• **Extrait proposé**
Partie III : de la pratique de sortie à la
cinéphilie domestique
« (...) consommé en salle ou à la
télévision, le cinéma se situe à l'interface des
pratiques culturelles de sortie et des pratiques domestiques
103».
Avec plus de 170 millions d'entrées au cinéma
par an104 , la sortie au cinéma demeure une pratique de
sortie incontournable en France. Dès lors, il ne s'agit
pas de remettre en cause le cinéma comme pratique de sortie mais
d'introduire une étude réflexive et exploratoire sur la
cinéphilie domestique d'une quinzaine de personnes. Nous utiliserons
pour cela les entretiens effectués, au cours desquels les spectatrices
ont accepté de répondre un certain nombre de questions sur leurs
pratiques liées au cinéma, de leur fréquentation des
salles obscures à l'acte d'achat d'un film en passant par leur
consommation télévisuelle.

• **Exercice écrit 1**
Mettez sous forme de liste JSON de chaînes, une chaîne par ligne et sans les lignes vides, tout ce qui va du début des lignes de données jusqu'à la ligne contenant « [(508, 373)] », ces deux bornes comprises. Ne faites figurer aucune image dans la réponse.
• **Exercice écrit 2**
Rédigez la suite de l'extrait sur la cinéphilie domestique, en reprenant après sa dernière phrase.
Les lignes de données qui suivent n'ont aucun lien avec l'extrait.

• **Données à utiliser**
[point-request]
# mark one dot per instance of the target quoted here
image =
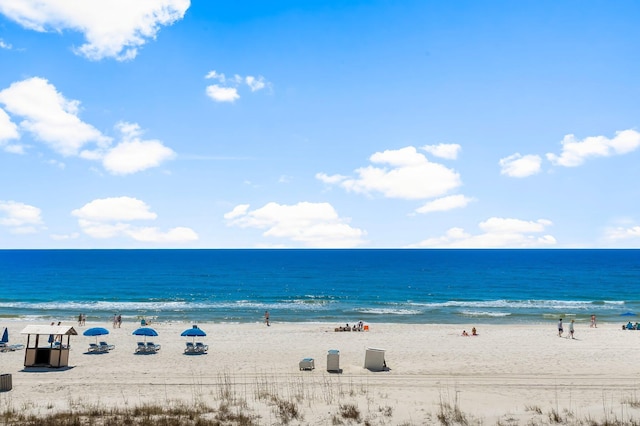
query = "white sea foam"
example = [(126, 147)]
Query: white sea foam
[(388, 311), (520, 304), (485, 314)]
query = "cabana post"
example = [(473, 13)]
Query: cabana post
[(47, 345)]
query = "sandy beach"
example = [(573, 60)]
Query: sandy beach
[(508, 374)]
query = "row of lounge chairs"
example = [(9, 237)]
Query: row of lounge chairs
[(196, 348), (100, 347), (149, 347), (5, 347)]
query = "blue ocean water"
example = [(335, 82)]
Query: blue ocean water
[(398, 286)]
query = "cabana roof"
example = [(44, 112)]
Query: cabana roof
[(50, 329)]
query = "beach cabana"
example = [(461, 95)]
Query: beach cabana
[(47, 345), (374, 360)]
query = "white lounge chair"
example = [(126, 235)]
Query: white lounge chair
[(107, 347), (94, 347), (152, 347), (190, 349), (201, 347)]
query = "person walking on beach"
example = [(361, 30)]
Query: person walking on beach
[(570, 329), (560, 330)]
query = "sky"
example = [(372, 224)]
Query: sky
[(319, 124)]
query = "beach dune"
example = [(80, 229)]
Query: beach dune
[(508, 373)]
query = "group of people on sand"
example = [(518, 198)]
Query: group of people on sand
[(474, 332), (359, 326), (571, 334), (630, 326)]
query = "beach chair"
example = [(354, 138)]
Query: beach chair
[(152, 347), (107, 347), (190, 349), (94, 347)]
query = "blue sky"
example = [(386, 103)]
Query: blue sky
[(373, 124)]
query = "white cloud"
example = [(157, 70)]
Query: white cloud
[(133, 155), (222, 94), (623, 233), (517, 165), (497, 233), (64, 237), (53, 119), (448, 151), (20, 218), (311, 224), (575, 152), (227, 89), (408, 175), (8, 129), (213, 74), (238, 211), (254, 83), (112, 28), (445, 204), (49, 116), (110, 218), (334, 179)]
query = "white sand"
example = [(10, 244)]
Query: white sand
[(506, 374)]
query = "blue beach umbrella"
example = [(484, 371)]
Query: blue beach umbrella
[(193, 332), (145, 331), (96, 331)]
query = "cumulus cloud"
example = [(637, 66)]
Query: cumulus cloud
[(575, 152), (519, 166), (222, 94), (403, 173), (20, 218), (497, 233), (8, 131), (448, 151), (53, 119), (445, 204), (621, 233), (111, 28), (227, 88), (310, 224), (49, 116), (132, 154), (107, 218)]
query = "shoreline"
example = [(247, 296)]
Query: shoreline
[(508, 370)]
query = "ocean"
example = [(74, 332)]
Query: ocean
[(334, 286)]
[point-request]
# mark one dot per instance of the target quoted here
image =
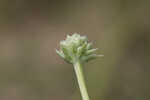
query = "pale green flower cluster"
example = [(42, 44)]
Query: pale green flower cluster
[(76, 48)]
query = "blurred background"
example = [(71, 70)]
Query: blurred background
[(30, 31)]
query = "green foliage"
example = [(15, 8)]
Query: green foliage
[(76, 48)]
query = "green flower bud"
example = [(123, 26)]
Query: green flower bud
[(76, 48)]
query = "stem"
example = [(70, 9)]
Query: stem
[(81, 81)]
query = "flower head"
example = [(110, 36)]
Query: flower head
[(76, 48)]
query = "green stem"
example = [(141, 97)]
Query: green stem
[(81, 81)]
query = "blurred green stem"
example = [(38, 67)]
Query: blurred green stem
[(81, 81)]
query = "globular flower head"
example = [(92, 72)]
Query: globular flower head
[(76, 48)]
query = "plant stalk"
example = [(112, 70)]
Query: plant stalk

• **Réponse 1**
[
  "[point-request]",
  "# mark one dot per instance of the target quoted here",
  "image =",
  "query = \"white sea foam\"",
  "example = [(126, 147)]",
  "Query: white sea foam",
  "[(388, 311), (520, 304), (485, 314)]",
  "query = \"cabana post\"",
  "example = [(473, 13)]",
  "Query: cabana post",
  "[(47, 345)]",
  "query = \"sandy beach\"",
  "example = [(573, 60)]",
  "Query: sandy beach",
  "[(508, 374)]",
  "query = \"row of lounge chairs\"",
  "example = [(9, 237)]",
  "Query: row of lounge chairs",
  "[(196, 348), (100, 347), (149, 347), (5, 347)]",
  "query = \"blue ocean water\"",
  "example = [(335, 82)]",
  "Query: blue ocean water",
  "[(398, 286)]",
  "query = \"cabana roof\"",
  "example = [(44, 112)]",
  "Query: cabana roof",
  "[(50, 329)]",
  "query = \"beach cabana\"",
  "example = [(461, 95)]",
  "Query: beach cabana",
  "[(47, 345), (374, 360)]",
  "query = \"white lounge chair\"",
  "example = [(126, 235)]",
  "Query: white lounge chair",
  "[(107, 347), (94, 347), (152, 347), (190, 349), (201, 347)]",
  "query = \"person walking on beach\"",
  "example = [(361, 30)]",
  "Query: person walking on beach",
  "[(570, 329), (560, 330)]",
  "query = \"sky\"",
  "example = [(372, 224)]",
  "Query: sky",
  "[(319, 124)]",
  "query = \"beach dune\"",
  "example = [(80, 229)]",
  "Query: beach dune",
  "[(508, 373)]"
]

• **Réponse 2**
L'étude de ces pratiques s'inscrit
dans notre problématique dans la mesure où on peut
considérer que le film fétiche de salon tel que nous l'avons
décrit peut apparaître comme un bon indicateur de l'importance des
pratiques domestiques. Alors : opportunités techniques ou
cinéphilie parallèle ? Nous nous interrogerons d'abord sur la
circulation de l'oeuvre entre la salle de cinéma et l'espace
privé, avant de nous pencher sur la place du cinéma dans le
quotidien, et enfin d'ouvrir notre réflexion sur la notion de «
cinéphilie parallèle ».
103 COULANGEON, Philippe, Sociologie des pratiques
culturelles, La Découverte, Paris, 2005, p. 97
104 CARDONA Janine, LACROIX Chantal, Chiffres clés 2007-
Statistiques de la Culture, Département des Etudes, de la Prospective et
des Statistiques, La documentation française, Paris, 2007, 224 p.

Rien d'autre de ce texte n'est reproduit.